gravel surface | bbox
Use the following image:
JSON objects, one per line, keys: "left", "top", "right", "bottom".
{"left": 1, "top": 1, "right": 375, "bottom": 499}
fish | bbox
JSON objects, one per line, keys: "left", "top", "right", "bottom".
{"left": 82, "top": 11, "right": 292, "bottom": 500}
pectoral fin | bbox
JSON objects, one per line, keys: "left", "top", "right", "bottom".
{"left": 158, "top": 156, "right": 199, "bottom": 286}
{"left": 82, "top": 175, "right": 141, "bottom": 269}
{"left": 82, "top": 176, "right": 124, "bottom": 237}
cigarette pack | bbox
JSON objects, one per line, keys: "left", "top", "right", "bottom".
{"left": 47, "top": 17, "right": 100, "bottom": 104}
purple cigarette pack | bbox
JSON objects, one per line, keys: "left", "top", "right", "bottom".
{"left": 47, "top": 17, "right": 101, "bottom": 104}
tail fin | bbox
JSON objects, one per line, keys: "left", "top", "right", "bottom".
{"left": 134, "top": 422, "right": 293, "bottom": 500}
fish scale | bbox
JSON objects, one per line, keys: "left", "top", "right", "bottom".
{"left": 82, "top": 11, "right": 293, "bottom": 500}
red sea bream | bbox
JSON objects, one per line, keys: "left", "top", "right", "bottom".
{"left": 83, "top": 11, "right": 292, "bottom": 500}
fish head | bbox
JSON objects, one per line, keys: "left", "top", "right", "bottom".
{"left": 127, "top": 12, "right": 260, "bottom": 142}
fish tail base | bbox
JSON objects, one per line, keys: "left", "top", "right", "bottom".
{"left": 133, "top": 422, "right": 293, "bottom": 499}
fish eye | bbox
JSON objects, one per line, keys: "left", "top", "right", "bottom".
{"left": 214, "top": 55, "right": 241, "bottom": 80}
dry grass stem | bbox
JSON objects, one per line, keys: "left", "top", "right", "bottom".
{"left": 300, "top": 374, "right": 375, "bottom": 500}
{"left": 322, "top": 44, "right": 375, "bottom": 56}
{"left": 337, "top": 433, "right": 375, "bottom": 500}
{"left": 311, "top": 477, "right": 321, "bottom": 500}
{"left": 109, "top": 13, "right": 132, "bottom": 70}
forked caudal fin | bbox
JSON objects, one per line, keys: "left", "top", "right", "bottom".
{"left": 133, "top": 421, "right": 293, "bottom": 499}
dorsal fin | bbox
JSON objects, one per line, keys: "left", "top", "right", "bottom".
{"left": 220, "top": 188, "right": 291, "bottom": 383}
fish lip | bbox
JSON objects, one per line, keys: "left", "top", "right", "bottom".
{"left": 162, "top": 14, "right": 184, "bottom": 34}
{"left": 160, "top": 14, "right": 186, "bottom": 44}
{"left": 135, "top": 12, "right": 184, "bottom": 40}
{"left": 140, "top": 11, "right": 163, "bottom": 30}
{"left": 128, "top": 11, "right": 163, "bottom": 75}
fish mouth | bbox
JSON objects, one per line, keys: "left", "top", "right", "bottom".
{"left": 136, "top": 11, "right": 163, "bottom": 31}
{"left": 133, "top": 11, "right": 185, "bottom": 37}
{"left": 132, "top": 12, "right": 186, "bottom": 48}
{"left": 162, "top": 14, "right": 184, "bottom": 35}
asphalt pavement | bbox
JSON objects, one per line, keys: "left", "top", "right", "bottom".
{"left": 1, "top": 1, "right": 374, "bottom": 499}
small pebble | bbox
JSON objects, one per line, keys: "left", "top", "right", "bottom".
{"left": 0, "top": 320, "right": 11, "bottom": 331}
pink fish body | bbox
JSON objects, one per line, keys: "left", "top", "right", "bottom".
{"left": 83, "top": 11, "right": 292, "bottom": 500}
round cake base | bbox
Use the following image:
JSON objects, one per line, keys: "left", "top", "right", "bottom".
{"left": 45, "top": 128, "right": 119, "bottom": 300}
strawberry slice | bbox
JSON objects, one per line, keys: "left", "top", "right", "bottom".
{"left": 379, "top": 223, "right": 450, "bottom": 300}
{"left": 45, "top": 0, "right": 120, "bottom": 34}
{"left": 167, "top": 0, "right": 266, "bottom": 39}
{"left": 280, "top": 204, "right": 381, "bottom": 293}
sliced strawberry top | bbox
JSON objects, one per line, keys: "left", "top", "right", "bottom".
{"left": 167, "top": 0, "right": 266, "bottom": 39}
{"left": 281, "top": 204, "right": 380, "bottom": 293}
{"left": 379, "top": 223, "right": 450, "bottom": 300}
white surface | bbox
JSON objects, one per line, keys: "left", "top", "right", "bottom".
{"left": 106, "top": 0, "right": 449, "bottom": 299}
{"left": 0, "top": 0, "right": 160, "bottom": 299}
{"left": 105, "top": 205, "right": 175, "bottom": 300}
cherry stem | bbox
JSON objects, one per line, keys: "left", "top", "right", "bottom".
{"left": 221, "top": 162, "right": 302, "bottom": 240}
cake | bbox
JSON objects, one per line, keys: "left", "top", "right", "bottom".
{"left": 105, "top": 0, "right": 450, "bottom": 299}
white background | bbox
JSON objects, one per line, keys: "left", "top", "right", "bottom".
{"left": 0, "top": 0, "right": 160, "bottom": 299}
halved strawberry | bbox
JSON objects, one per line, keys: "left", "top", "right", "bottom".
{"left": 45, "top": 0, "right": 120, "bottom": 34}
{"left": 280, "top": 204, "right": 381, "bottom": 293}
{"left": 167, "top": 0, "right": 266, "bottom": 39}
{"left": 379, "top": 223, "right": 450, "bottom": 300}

----------

**Task description:**
Up to and including the line that contains "dorsal fin | bbox", restate each line of the material above word for word, beginning with its first line.

**Exercise response:**
gravel surface | bbox
Use the following image:
JSON objects, one per line, keys: "left", "top", "right", "bottom".
{"left": 1, "top": 1, "right": 375, "bottom": 499}
fish | bbox
JSON objects, one per line, keys: "left", "top", "right", "bottom".
{"left": 82, "top": 11, "right": 292, "bottom": 500}
pectoral fin | bbox
JSON objects, one per line, keys: "left", "top", "right", "bottom".
{"left": 158, "top": 156, "right": 199, "bottom": 286}
{"left": 82, "top": 175, "right": 141, "bottom": 269}
{"left": 82, "top": 176, "right": 124, "bottom": 237}
cigarette pack | bbox
JSON objects, one per line, keys: "left", "top", "right", "bottom".
{"left": 47, "top": 17, "right": 100, "bottom": 104}
purple cigarette pack | bbox
JSON objects, one per line, keys: "left", "top", "right", "bottom".
{"left": 47, "top": 17, "right": 101, "bottom": 104}
tail fin | bbox
JSON objects, one per line, keys: "left", "top", "right", "bottom".
{"left": 134, "top": 422, "right": 293, "bottom": 500}
fish scale | bbox
JSON objects, one per line, keys: "left", "top", "right", "bottom".
{"left": 82, "top": 11, "right": 293, "bottom": 500}
red sea bream | bbox
JSON objects, one per line, keys: "left", "top", "right", "bottom".
{"left": 83, "top": 11, "right": 292, "bottom": 500}
fish head | bbox
JSON objects, one per line, keys: "left", "top", "right", "bottom".
{"left": 127, "top": 12, "right": 260, "bottom": 142}
fish tail base | bbox
JSON objects, one per line, keys: "left", "top", "right", "bottom".
{"left": 133, "top": 422, "right": 293, "bottom": 499}
fish eye | bbox
JSON objects, one per line, keys: "left", "top", "right", "bottom".
{"left": 214, "top": 55, "right": 241, "bottom": 80}
dry grass stem | bbox
JSON objects, one per line, keys: "left", "top", "right", "bottom".
{"left": 300, "top": 374, "right": 375, "bottom": 500}
{"left": 322, "top": 44, "right": 375, "bottom": 56}
{"left": 337, "top": 433, "right": 375, "bottom": 500}
{"left": 311, "top": 477, "right": 321, "bottom": 500}
{"left": 109, "top": 13, "right": 132, "bottom": 70}
forked caudal fin | bbox
JSON objects, one per line, keys: "left", "top", "right", "bottom".
{"left": 133, "top": 421, "right": 293, "bottom": 499}
dorsal fin | bbox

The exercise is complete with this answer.